> _DATA SUPPLIED_
-- begin --

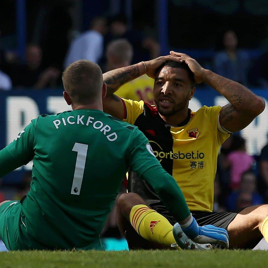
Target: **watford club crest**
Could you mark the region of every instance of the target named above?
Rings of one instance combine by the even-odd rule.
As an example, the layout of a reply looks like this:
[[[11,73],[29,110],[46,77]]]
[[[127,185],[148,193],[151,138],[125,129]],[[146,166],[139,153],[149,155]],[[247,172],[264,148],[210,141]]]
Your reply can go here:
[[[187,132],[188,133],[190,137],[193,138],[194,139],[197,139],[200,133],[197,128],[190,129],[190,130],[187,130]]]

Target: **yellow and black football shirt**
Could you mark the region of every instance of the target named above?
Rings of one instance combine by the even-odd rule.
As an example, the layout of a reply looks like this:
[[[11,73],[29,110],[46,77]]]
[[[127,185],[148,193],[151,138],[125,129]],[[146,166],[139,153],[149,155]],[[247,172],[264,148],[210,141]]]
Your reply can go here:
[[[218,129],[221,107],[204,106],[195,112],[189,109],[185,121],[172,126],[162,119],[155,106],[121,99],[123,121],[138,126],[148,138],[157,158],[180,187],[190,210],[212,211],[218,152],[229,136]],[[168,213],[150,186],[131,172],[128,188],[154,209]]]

-- end --

> _PROBLEM_
Write out all of the data above again, requests included but pictures left out, scaling every polygon coordinate in the answers by 1.15 and rounding to whole numbers, with halves rounded up. Keep the numbers in the requests and their sample layouts unchanged.

> _FINAL RESULT_
Target: **watford club crest**
Could you mark the region of every instance of the target named above?
Rings of one instance combine by the even-odd rule.
As an example, the layout of a reply looks like this:
[[[11,73],[29,110],[46,77]]]
[[[127,185],[148,193],[151,138],[125,129]],[[146,166],[139,153],[149,155]],[[247,172],[264,148],[210,141]]]
Your reply can go here:
[[[215,152],[216,153],[219,158],[222,159],[223,160],[227,160],[230,153],[227,147],[219,148],[219,150],[215,150]]]

Target: **yellow and black football shirt**
Could you mark the region of every instance of the target named above?
Rings of one instance combine by the even-odd rule.
As an example, the layout of a reply looks like this:
[[[11,73],[29,110],[46,77]]]
[[[127,185],[148,193],[151,138],[125,129]],[[146,166],[139,153],[149,155]],[[247,172],[264,148],[210,141]]]
Your reply can go here:
[[[251,148],[254,123],[235,122],[224,129],[217,125],[213,139],[198,145],[186,137],[178,122],[139,114],[141,139],[159,145],[170,159],[181,182],[207,215],[219,242],[244,243],[251,175],[263,156]],[[193,245],[173,214],[151,198],[147,216],[177,240]]]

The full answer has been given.